Leaf of the day: Leaves of Steel, the Mozambique Tree of Life

On Saturday before driving up to Lincolnshire I called in briefly at the British Museum, primarily to see if there was any more information on the wonderful knitted hats from the Cameroon. There were some very nice examples but I didn’t have time to sketch. However, an unexpected bonus was seeing the Mozambique Tree of life which is also on display in the downstairs African rooms. This impressive “tree” was made from decommissioned weapons which were handed in after the bloody 16 year war there.

It was made under the umbrella of the “Transforming Arms into Tools” project in 2005, an initiative whose aim is to collect as many arms as possible from among the population and to destroy them, preventing them from finding their way back into use again at knock down prices. The guns are exchanged for tools which can be used to rebuild homes, farms and livelihoods. The success of this campaign led to an associated project to turn the decommissioned arms into works of art.
It’s a striking and poignant work, a tribute to the many dead and wounded in the 16 year conflict and for those involved in the project a glimmer of hope of a better future.
This extract and the images are from the Africa Focus website

“Mozambican artists spent three months creating the three-metre-high sculpture, made entirely out of weapons such as AK-47s, pistols and rocket-propelled grenade launchers. They see it as a way of using their art to promote peace.
There are still millions of arms hidden throughout Mozambique – a legacy of the 16-year-long civil war that ended in 1992.
In the last nine years the project, which employs some former child soldiers, has collected and dismantled more than 600,000 weapons.

* Given problem 1:
According to the Tree of Life passage, how long did the Mozambican artists spend creating the sculpture?
* Given problem 2:
Repeat the Tree of Life passage from "It was made" up to and including "a better future.".
* Given problem 3:
State whether each statement agrees with the Tree of Life passage, answering yes or no and quoting the deciding words: (a) The sculpture stands three meters high. (b) The civil war in Mozambique ended in 2005. (c) Weapons handed in under the project are exchanged for tools.
Rely on the Tree of Life passage alone.

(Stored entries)

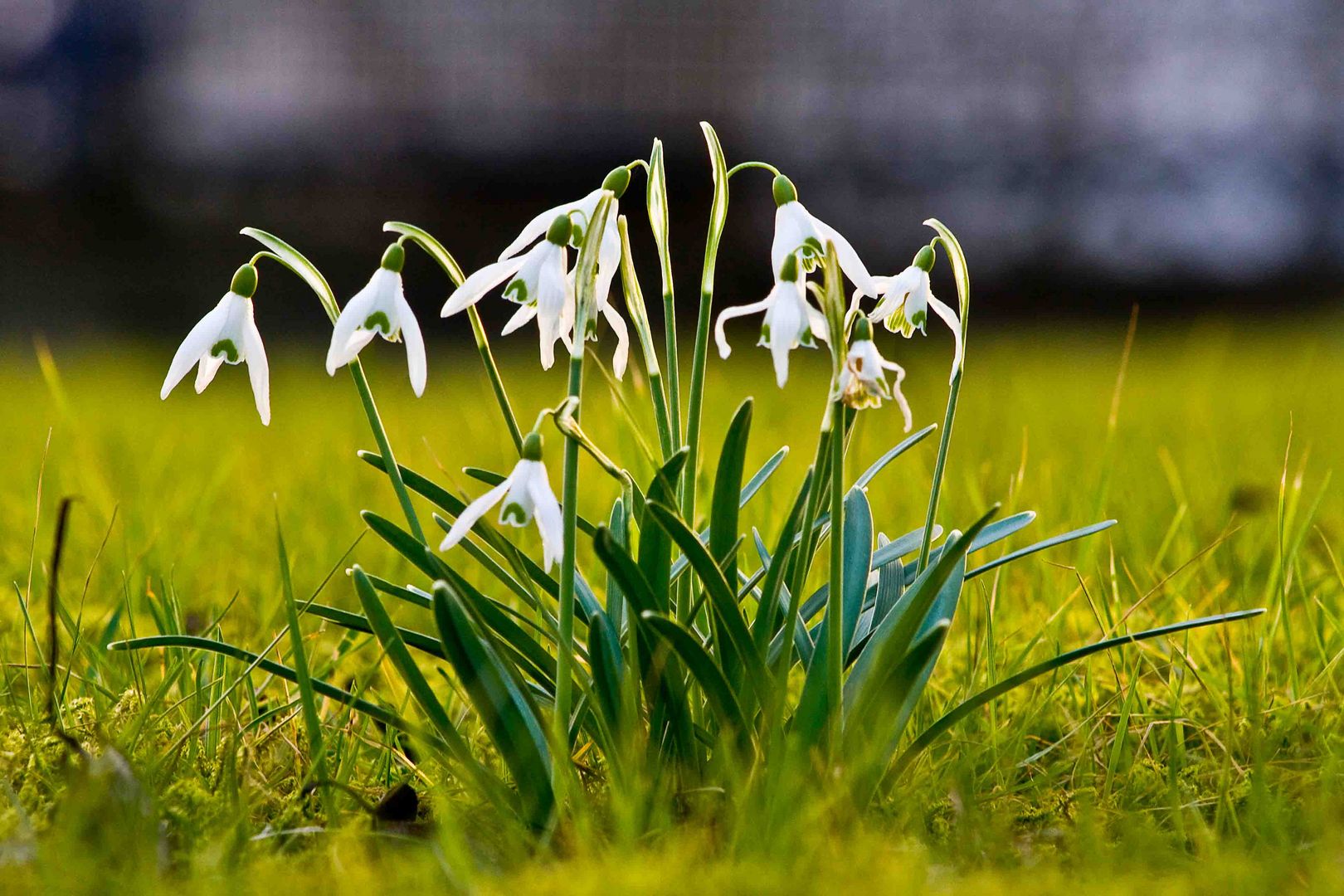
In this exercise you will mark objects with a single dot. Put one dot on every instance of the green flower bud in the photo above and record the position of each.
(559, 231)
(245, 281)
(617, 180)
(394, 258)
(863, 331)
(533, 446)
(923, 260)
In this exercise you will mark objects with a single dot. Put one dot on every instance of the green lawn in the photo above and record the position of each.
(1205, 762)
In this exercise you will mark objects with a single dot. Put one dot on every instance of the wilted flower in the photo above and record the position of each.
(905, 301)
(226, 334)
(379, 308)
(863, 381)
(797, 232)
(789, 320)
(526, 494)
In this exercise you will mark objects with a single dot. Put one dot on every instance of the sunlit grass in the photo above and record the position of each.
(1218, 744)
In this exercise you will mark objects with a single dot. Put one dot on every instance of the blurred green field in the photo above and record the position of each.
(1205, 762)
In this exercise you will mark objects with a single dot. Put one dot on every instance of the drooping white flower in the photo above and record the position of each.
(903, 303)
(797, 232)
(863, 381)
(789, 320)
(526, 494)
(580, 214)
(379, 309)
(226, 334)
(538, 282)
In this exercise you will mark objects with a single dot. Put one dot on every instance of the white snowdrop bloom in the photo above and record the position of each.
(789, 320)
(379, 309)
(797, 232)
(863, 381)
(226, 334)
(903, 303)
(538, 281)
(526, 494)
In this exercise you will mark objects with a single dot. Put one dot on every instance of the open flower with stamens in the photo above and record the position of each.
(379, 309)
(797, 232)
(226, 334)
(863, 379)
(538, 281)
(789, 320)
(526, 494)
(903, 303)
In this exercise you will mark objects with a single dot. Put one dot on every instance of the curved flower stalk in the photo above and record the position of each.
(789, 320)
(863, 381)
(797, 232)
(379, 309)
(514, 262)
(526, 494)
(226, 334)
(903, 303)
(538, 281)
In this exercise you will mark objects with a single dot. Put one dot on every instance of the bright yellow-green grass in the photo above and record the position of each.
(1209, 762)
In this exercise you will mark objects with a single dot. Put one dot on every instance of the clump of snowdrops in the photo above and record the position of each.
(695, 659)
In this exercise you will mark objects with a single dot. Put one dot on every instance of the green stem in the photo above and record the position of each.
(385, 448)
(569, 509)
(446, 260)
(483, 345)
(835, 599)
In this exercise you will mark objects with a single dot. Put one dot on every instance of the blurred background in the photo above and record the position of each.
(1186, 155)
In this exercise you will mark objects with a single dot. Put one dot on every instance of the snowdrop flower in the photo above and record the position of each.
(379, 309)
(226, 334)
(863, 381)
(526, 494)
(797, 232)
(608, 265)
(789, 320)
(538, 282)
(905, 301)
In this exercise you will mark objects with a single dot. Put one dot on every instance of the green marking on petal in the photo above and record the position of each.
(378, 321)
(225, 348)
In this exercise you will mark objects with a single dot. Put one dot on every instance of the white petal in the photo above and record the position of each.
(414, 344)
(480, 282)
(622, 342)
(206, 371)
(197, 345)
(949, 317)
(791, 229)
(785, 320)
(738, 310)
(474, 512)
(258, 371)
(522, 316)
(849, 258)
(538, 226)
(548, 514)
(344, 344)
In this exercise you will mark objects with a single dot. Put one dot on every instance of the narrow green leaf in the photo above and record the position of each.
(717, 689)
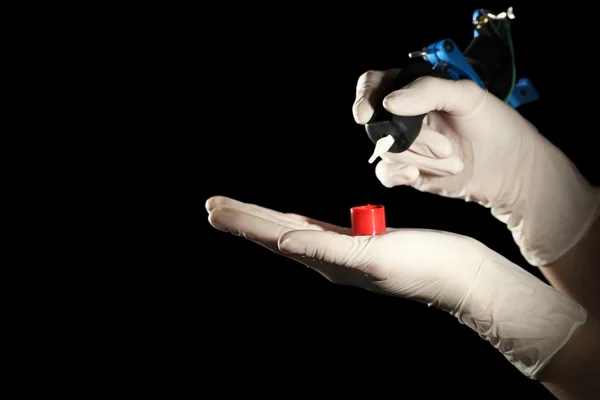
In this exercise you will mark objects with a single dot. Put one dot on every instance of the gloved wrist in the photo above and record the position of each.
(545, 202)
(522, 317)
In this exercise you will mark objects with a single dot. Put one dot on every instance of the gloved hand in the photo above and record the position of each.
(475, 147)
(525, 319)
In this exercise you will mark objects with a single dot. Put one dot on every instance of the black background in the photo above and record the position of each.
(275, 95)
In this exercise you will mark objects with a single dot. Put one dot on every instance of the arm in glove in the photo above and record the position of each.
(498, 159)
(525, 319)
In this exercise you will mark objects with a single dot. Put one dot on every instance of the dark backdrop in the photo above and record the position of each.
(275, 94)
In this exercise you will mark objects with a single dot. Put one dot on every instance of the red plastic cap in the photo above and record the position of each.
(368, 220)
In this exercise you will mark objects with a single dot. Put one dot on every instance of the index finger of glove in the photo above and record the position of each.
(370, 89)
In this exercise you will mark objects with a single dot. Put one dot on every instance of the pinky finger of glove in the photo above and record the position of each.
(392, 174)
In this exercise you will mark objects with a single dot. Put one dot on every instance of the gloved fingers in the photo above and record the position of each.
(426, 94)
(289, 219)
(355, 253)
(392, 174)
(252, 227)
(439, 167)
(431, 144)
(369, 89)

* Worked solution 1:
Three months.

* Worked solution 2:
It was made under the umbrella of the “Transforming Arms into Tools” project in 2005, an initiative whose aim is to collect as many arms as possible from among the population and to destroy them, preventing them from finding their way back into use again at knock down prices. The guns are exchanged for tools which can be used to rebuild homes, farms and livelihoods. The success of this campaign led to an associated project to turn the decommissioned arms into works of art.
It’s a striking and poignant work, a tribute to the many dead and wounded in the 16 year conflict and for those involved in the project a glimmer of hope of a better future.

* Worked solution 3:
(a) Yes: "the three-metre-high sculpture"
(b) No: "the 16-year-long civil war that ended in 1992"
(c) Yes: "The guns are exchanged for tools"